- Selected excerpt -
::::::::::
Commercially sold eggs in the United States are washed and sanitized, often with a chlorine-based solution, to remove Salmonella and other bacteria from the shell surface. The process isn’t about making eggs look white. It’s a food safety measure required by federal regulations, and it fundamentally changes how eggs need to be stored afterward.
What Actually Happens During Egg Washing
When people say eggs are “bleached,” they’re usually referring to the industrial washing and sanitizing step that all USDA-graded eggs go through. At the processing plant, eggs are washed with warm water and then treated with a sanitizing solution. The sanitizer is typically chlorine-based, at concentrations between 100 and 200 parts per million. That’s a very dilute solution, roughly comparable to what’s used in municipal drinking water treatment, and it’s regulated by the FDA.
The warm water temperature matters. Regulations require that wash water be warmer than the egg itself. If cold water hits a warm egg, the temperature difference can create a slight vacuum that pulls bacteria through the shell’s tiny pores and into the interior. Warm water prevents that suction effect.
This process is effective. When researchers tested chlorine-based washes on eggs contaminated with Salmonella on the shell surface, the treatment reduced bacterial counts by roughly 99.999% (about 5 log units). That’s a dramatic drop in the organisms most likely to cause foodborne illness from eggs.
::::::::::
- Information shown -

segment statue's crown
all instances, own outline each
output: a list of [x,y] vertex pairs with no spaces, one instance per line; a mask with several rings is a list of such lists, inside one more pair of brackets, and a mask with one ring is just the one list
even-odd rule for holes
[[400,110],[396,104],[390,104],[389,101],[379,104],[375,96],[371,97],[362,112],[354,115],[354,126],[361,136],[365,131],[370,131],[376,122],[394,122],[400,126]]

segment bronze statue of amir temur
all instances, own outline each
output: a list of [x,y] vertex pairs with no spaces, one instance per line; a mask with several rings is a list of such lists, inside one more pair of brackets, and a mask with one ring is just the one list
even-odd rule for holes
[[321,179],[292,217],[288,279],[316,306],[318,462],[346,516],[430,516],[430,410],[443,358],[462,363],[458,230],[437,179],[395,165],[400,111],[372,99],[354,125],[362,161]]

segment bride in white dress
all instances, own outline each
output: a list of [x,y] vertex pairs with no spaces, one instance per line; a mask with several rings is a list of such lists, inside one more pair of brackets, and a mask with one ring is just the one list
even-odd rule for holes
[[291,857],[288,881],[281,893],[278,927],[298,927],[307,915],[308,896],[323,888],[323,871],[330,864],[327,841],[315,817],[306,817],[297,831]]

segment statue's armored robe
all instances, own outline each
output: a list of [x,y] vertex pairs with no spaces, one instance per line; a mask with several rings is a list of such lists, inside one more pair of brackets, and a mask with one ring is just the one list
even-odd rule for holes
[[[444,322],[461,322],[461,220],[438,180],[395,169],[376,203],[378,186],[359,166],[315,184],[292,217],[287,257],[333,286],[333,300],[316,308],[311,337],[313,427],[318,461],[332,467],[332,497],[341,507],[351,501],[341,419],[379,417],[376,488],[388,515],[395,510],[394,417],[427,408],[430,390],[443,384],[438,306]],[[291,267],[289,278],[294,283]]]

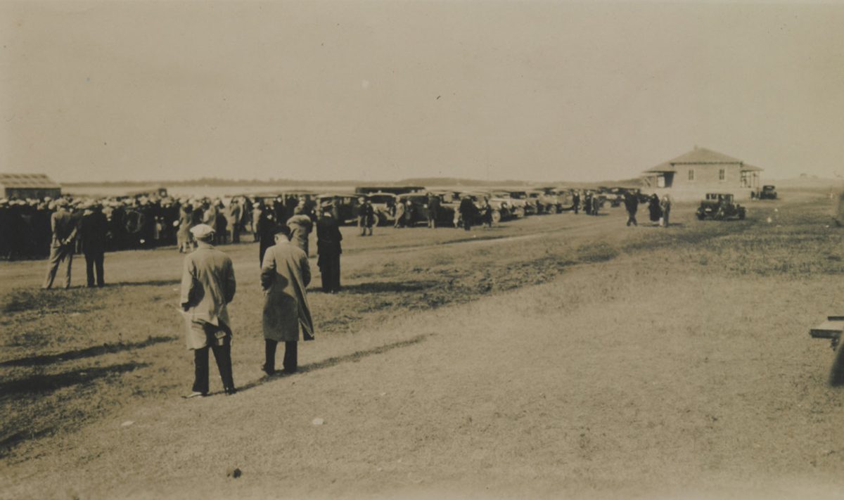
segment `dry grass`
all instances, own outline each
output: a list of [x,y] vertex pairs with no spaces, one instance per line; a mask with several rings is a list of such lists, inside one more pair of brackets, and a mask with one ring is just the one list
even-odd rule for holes
[[272,381],[254,249],[231,247],[246,390],[196,404],[176,398],[190,377],[178,256],[109,256],[146,284],[7,290],[0,405],[16,446],[0,496],[830,496],[842,405],[831,351],[806,334],[840,307],[844,235],[827,213],[807,197],[742,222],[680,207],[670,231],[628,230],[616,211],[479,243],[349,236],[346,291],[311,296],[304,373]]

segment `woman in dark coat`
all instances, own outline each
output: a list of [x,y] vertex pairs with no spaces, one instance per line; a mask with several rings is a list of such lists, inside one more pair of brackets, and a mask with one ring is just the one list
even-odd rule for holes
[[663,216],[663,209],[659,208],[659,197],[656,193],[651,195],[647,201],[647,209],[651,212],[651,222],[659,222]]
[[275,232],[278,229],[275,220],[275,213],[273,209],[263,207],[261,215],[258,217],[258,265],[263,264],[263,254],[267,248],[275,245]]

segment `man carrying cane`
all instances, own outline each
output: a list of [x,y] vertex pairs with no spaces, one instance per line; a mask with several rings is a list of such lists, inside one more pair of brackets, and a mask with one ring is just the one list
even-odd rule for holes
[[314,327],[305,289],[311,282],[308,256],[289,241],[290,230],[279,226],[275,246],[264,253],[261,286],[264,291],[263,332],[265,361],[262,369],[275,372],[275,348],[284,343],[284,372],[298,366],[299,330],[305,340],[313,340]]
[[208,348],[223,381],[223,390],[233,394],[231,374],[231,329],[226,305],[235,298],[235,271],[231,259],[211,245],[214,231],[200,224],[191,228],[197,247],[185,256],[181,275],[181,309],[187,323],[187,348],[193,351],[193,392],[185,396],[208,394]]

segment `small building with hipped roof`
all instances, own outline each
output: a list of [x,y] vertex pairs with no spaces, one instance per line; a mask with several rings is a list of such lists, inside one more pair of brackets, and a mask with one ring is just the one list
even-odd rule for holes
[[0,173],[0,198],[53,199],[62,196],[62,186],[46,174]]
[[695,146],[684,155],[646,170],[641,179],[646,188],[664,190],[679,198],[701,193],[732,193],[744,198],[759,189],[761,171],[742,160]]

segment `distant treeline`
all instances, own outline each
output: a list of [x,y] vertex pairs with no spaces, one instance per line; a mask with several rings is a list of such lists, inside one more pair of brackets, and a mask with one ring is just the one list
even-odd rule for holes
::::::::::
- Work item A -
Output the stretch of the passage on egg washing from "What Actually Happens" through "by the FDA.", word for word.
- Work item B -
Translate this sentence from the passage on egg washing into Spanish: "Regulations require that wash water be warmer than the egg itself."
The data have no connection to the passage on egg washing.

- Task output A -
What Actually Happens During Egg Washing
When people say eggs are “bleached,” they’re usually referring to the industrial washing and sanitizing step that all USDA-graded eggs go through. At the processing plant, eggs are washed with warm water and then treated with a sanitizing solution. The sanitizer is typically chlorine-based, at concentrations between 100 and 200 parts per million. That’s a very dilute solution, roughly comparable to what’s used in municipal drinking water treatment, and it’s regulated by the FDA.

- Task output B -
Las normas exigen que el agua de lavado esté más caliente que el propio huevo.